**What to produce:** All of the data that follows should be given again exactly, without its images.

[Input Boundary: Start]

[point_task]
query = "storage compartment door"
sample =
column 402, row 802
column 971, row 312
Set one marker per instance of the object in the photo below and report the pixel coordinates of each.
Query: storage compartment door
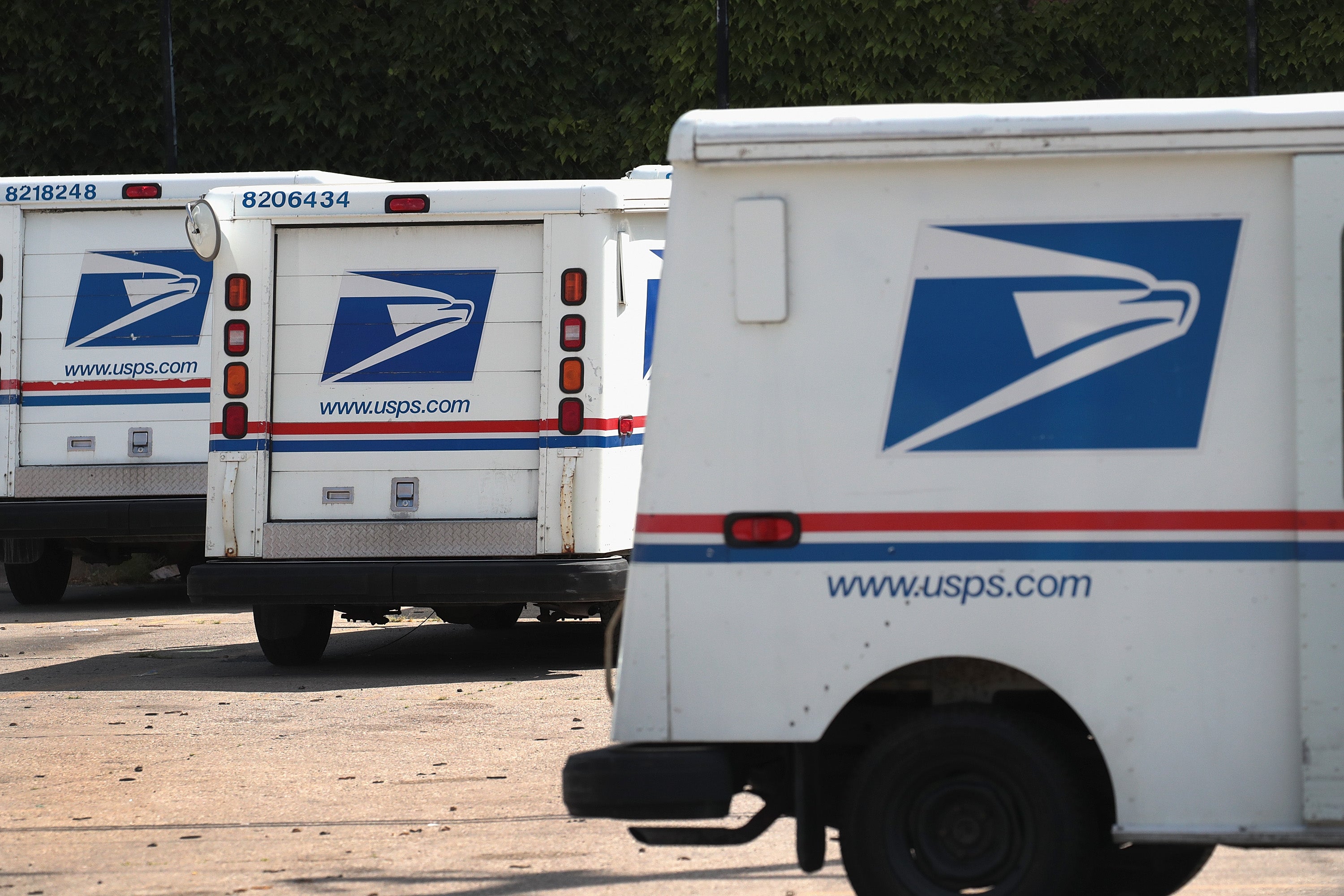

[Input Boundary: End]

**Expected answer:**
[point_task]
query = "storage compartment door"
sample =
column 402, row 802
column 971, row 312
Set one marker per instance of the object in the photo below and report the pixel coordinates of each.
Query: storage compartment door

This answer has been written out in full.